**EXERCISE REQUIREMENTS:** Each entry in the block below needs to be copied out exactly.

**Records from a data source:**
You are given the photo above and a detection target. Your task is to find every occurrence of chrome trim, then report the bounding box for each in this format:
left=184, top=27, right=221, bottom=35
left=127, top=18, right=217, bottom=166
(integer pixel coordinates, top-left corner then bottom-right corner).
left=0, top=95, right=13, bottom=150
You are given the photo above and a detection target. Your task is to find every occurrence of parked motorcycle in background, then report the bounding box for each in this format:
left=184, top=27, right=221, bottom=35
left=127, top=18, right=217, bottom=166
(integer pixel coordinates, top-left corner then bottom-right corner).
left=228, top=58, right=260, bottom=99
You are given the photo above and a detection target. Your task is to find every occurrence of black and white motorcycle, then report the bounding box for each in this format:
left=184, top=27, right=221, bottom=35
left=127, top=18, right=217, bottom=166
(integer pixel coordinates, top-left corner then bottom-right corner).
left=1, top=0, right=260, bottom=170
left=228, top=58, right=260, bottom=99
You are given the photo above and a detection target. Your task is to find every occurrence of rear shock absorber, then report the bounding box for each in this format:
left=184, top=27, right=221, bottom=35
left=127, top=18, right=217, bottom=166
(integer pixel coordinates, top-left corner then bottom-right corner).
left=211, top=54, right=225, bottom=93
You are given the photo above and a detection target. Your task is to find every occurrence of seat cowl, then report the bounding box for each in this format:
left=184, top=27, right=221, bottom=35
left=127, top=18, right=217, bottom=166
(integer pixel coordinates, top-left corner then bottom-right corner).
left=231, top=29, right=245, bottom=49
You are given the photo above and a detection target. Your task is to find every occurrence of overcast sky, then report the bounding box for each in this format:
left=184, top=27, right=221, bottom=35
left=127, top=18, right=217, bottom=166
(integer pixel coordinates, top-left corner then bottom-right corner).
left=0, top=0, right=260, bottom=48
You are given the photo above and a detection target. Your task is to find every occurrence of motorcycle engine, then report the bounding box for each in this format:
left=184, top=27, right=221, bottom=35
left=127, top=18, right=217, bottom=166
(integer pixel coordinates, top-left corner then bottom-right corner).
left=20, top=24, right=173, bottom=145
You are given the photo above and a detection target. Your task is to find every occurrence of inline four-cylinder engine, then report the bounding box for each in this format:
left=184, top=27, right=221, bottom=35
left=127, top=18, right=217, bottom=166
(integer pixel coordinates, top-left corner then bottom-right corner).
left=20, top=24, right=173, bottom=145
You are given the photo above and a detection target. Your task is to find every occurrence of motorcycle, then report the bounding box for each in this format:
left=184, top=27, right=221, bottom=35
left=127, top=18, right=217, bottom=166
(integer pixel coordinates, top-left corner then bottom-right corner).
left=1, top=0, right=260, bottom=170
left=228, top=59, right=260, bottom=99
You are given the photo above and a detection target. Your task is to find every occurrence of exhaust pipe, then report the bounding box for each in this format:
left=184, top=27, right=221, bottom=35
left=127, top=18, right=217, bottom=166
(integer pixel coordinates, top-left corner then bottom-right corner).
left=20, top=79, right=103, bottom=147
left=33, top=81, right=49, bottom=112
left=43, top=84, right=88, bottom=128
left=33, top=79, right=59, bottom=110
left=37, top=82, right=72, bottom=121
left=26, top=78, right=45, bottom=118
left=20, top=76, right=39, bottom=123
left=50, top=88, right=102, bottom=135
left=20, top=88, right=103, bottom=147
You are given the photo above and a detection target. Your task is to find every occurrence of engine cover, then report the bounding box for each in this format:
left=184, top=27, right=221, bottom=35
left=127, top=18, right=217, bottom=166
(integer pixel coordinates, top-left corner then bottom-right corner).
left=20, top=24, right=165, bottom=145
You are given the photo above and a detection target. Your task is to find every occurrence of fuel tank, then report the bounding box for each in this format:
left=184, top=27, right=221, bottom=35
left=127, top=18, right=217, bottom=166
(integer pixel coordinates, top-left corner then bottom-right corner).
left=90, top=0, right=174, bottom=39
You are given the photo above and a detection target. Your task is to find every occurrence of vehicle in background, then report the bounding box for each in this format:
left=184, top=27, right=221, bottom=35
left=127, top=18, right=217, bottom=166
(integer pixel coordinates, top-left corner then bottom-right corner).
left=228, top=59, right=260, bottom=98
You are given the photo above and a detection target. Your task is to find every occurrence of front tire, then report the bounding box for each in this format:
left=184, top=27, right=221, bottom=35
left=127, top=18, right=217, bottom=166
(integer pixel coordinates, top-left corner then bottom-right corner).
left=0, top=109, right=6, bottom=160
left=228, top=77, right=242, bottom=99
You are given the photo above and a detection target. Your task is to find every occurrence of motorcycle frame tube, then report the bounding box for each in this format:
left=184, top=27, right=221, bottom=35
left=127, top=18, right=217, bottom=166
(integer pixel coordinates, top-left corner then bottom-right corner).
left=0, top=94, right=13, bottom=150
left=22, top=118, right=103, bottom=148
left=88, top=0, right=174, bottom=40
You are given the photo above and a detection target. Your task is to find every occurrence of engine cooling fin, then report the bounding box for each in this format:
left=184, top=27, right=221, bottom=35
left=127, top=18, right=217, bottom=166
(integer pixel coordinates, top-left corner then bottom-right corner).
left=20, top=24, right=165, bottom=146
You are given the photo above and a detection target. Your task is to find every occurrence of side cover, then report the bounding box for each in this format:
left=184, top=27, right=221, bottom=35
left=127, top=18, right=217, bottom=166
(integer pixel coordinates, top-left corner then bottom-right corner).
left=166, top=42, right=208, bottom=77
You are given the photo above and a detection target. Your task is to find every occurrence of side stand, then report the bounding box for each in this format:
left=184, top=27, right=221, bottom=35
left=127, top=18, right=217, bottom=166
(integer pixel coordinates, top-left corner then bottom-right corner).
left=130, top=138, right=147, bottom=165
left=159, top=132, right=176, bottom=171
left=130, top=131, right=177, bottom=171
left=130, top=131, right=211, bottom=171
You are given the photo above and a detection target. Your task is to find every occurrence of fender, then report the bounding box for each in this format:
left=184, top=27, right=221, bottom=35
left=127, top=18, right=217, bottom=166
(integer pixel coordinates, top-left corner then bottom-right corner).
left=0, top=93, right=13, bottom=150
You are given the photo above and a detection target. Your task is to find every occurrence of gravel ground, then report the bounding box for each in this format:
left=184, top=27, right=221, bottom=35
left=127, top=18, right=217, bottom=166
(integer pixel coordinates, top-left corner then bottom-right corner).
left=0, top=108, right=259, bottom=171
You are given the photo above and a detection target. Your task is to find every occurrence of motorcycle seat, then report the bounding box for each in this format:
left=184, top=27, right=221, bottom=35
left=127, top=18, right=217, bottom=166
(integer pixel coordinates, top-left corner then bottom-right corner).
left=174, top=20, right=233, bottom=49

**RESULT OF THIS EXERCISE:**
You are given the photo above and a detection target. Your task is to find every occurrence of chrome trim, then report the bounding box for each in this format:
left=184, top=27, right=221, bottom=35
left=127, top=18, right=217, bottom=166
(integer pixel coordinates, top-left corner then bottom-right corner).
left=0, top=95, right=13, bottom=150
You are given the photo above and a detection target. Your task is to find every occurrence of parked motorcycle in background, then report the bounding box for each in this format:
left=184, top=27, right=221, bottom=35
left=127, top=18, right=217, bottom=166
(integer pixel coordinates, top-left corner then bottom-right corner).
left=228, top=58, right=260, bottom=99
You are given the photo above and a detection target. Your task is to find every occurrence of black and white motorcycle, then report the bounding box for each in this format:
left=184, top=27, right=221, bottom=35
left=127, top=18, right=217, bottom=166
(integer pixel coordinates, top-left corner then bottom-right corner).
left=1, top=0, right=260, bottom=170
left=228, top=58, right=260, bottom=99
You are given the photo above and a detection target. Your task is to find every occurrence of rear shock absorber, then report the bounding box for each in this format:
left=184, top=27, right=221, bottom=35
left=127, top=18, right=217, bottom=166
(integer pixel coordinates, top-left corner then bottom-right corner).
left=211, top=54, right=225, bottom=93
You are given the photo above and a detection target. Your task is to find every occurrence of seat cowl, then report the bounding box for each in this format:
left=184, top=27, right=221, bottom=35
left=127, top=18, right=217, bottom=166
(integer pixel coordinates, top-left corner then bottom-right corner).
left=231, top=29, right=245, bottom=49
You are given the photo above and a detection target. Your task is to find every occurrence of overcast sky, then report the bounding box for each in this format:
left=184, top=27, right=221, bottom=35
left=127, top=18, right=217, bottom=166
(integer pixel coordinates, top-left corner then bottom-right corner).
left=0, top=0, right=260, bottom=48
You are given the photo above and a detection target. Your task is to find every occurrence of motorcycle engine, then report the bounding box for each in this format:
left=184, top=27, right=221, bottom=35
left=127, top=18, right=217, bottom=166
(integer pixel coordinates, top-left corner then bottom-right corner).
left=20, top=24, right=173, bottom=145
You are given the photo above and a detection target. Your task is to find every occurrence of inline four-cylinder engine, then report the bounding box for each in this format:
left=184, top=27, right=221, bottom=35
left=127, top=18, right=217, bottom=166
(integer pixel coordinates, top-left corner then bottom-right corner).
left=20, top=24, right=173, bottom=145
You are given the photo above and a detection target. Your task is to find every occurrence of motorcycle, then report the bounding box for each in this format:
left=184, top=27, right=221, bottom=35
left=127, top=18, right=217, bottom=166
(integer pixel coordinates, top-left corner then bottom-right corner).
left=1, top=0, right=260, bottom=170
left=228, top=59, right=260, bottom=99
You are given the photo above and a detection target. Your task is to find every occurrence of exhaust pipe, then report the bounding box for each in this format:
left=184, top=27, right=221, bottom=35
left=127, top=18, right=217, bottom=166
(integer pixel coordinates, top-left corner then bottom-right corner).
left=20, top=79, right=103, bottom=147
left=33, top=81, right=49, bottom=112
left=43, top=84, right=88, bottom=128
left=33, top=79, right=59, bottom=110
left=37, top=82, right=72, bottom=121
left=26, top=78, right=45, bottom=118
left=20, top=76, right=39, bottom=123
left=50, top=88, right=102, bottom=135
left=20, top=88, right=103, bottom=147
You are given the photo above and a detection target. Your task is to find every occurrence of engine cover, then report the bounding box for each in this format:
left=184, top=27, right=221, bottom=35
left=127, top=18, right=217, bottom=166
(integer pixel coordinates, top-left corner then bottom-right corner).
left=20, top=24, right=165, bottom=145
You are given the photo above and a detection target. Your task is to find every occurrence of fuel tank, then report the bounding box for each in this format:
left=184, top=27, right=221, bottom=35
left=127, top=18, right=217, bottom=166
(integer pixel coordinates, top-left corner then bottom-right corner).
left=90, top=0, right=174, bottom=39
You are given the photo above and a detection target. Your task is to find every occurrence of vehicle in background, then report the bounding box for each in this format:
left=184, top=27, right=221, bottom=35
left=127, top=18, right=217, bottom=166
(integer pixel coordinates, top-left corner then bottom-right corner).
left=228, top=59, right=260, bottom=98
You are given the photo above and a detection target. Your task is to find every occurrence of front tire, then report the bounding box for each in this format:
left=184, top=27, right=221, bottom=35
left=127, top=18, right=217, bottom=166
(integer pixel coordinates, top-left corner then bottom-right corner).
left=0, top=109, right=6, bottom=160
left=228, top=77, right=242, bottom=99
You are given the photo above and a detection target. Your task is to find every occurrence of motorcycle frame tube, then report the bounding box for each in this format:
left=184, top=27, right=221, bottom=35
left=127, top=18, right=217, bottom=166
(integer pixel coordinates, top-left corner then bottom-right corner).
left=0, top=94, right=13, bottom=150
left=22, top=118, right=103, bottom=148
left=88, top=0, right=174, bottom=40
You are given the photo above and a detection target. Your task is to find every occurrence of engine cooling fin, then report the bounding box for each in this format:
left=184, top=27, right=221, bottom=35
left=127, top=18, right=217, bottom=166
(integer pixel coordinates, top-left corner then bottom-right corner).
left=20, top=24, right=165, bottom=146
You are given the photo above and a detection target. Your task is to find every occurrence of side cover, then report the bounding box for each in this format:
left=184, top=27, right=221, bottom=35
left=127, top=18, right=217, bottom=166
(integer pixel coordinates, top-left corner then bottom-right corner).
left=166, top=42, right=208, bottom=77
You are given the photo above and a detection target. Your task is to find every occurrence of side stand, then report the bounding box for each in this format:
left=184, top=27, right=221, bottom=35
left=127, top=18, right=217, bottom=166
(integer pixel coordinates, top-left corner then bottom-right corner).
left=130, top=138, right=147, bottom=165
left=159, top=132, right=176, bottom=171
left=130, top=131, right=177, bottom=171
left=130, top=131, right=211, bottom=171
You are given the photo above and a detection target. Your task is to find every occurrence of fender, then report the bounding box for each in this format:
left=184, top=27, right=221, bottom=35
left=127, top=18, right=217, bottom=166
(integer pixel coordinates, top-left corner then bottom-right corner).
left=0, top=93, right=13, bottom=150
You are given the photo above and a detection target. Your task is to find every occurrence of gravel ground, then report the bounding box for each in this format:
left=184, top=27, right=221, bottom=35
left=127, top=18, right=217, bottom=166
(integer pixel coordinates, top-left corner then bottom-right corner).
left=0, top=108, right=259, bottom=171
You are given the photo above and a detection target. Your task is to find every occurrence of motorcycle seat, then report the bounding box for each in this format:
left=184, top=27, right=221, bottom=35
left=127, top=18, right=217, bottom=166
(integer pixel coordinates, top-left corner then bottom-right corner).
left=174, top=20, right=233, bottom=49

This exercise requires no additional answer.